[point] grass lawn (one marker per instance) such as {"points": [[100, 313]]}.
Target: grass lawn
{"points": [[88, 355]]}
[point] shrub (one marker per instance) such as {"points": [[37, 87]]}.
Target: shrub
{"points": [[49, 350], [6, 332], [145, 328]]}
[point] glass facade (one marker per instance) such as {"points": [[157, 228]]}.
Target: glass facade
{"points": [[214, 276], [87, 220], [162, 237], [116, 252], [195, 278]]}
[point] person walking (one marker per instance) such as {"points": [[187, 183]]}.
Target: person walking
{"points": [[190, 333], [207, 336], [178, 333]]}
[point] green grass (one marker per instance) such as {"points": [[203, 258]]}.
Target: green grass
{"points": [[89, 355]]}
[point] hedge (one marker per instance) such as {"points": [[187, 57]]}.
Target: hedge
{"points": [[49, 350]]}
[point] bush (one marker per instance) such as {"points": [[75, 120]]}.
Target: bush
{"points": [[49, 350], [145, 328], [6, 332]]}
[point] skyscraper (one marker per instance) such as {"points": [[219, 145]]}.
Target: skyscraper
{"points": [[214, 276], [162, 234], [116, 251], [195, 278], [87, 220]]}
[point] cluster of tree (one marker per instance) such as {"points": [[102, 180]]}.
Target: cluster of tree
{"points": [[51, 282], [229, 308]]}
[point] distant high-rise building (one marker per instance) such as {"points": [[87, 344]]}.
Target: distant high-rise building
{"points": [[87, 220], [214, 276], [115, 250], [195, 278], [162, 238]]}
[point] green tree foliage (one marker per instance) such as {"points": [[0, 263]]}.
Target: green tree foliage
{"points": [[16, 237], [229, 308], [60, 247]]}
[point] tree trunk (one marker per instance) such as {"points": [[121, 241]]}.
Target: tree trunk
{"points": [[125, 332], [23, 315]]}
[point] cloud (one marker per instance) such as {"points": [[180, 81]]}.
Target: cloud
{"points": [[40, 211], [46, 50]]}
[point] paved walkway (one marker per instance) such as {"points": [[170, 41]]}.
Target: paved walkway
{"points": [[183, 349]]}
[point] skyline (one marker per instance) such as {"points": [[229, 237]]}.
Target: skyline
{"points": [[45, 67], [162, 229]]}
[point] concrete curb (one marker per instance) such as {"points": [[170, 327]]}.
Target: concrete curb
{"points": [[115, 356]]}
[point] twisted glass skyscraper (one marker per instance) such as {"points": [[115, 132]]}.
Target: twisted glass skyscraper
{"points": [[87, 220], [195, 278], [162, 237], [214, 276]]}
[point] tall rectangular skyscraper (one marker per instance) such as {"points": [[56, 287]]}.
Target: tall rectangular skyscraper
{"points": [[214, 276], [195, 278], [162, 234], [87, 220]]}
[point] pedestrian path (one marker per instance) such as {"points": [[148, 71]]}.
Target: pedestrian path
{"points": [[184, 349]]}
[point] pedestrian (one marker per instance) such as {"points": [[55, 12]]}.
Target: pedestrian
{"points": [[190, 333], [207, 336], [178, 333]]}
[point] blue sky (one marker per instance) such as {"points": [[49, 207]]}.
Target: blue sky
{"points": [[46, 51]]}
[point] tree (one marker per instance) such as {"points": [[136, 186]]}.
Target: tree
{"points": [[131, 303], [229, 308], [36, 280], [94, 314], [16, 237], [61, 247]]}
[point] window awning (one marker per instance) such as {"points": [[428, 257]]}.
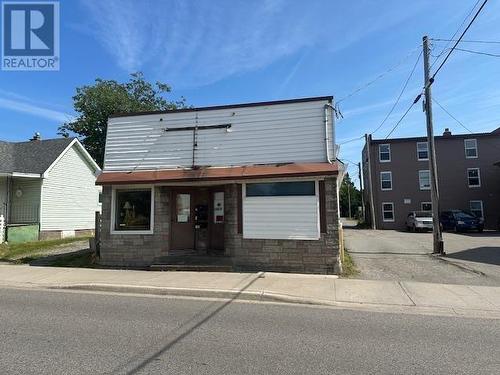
====
(TASK DESCRIPTION)
From the items above, keep only the lines that contain the word "shrub", and copy each one out in full.

(ANSWER TO THIS TASK)
[point] shrub (one marker per instance) such as {"points": [[37, 87]]}.
Target: shrub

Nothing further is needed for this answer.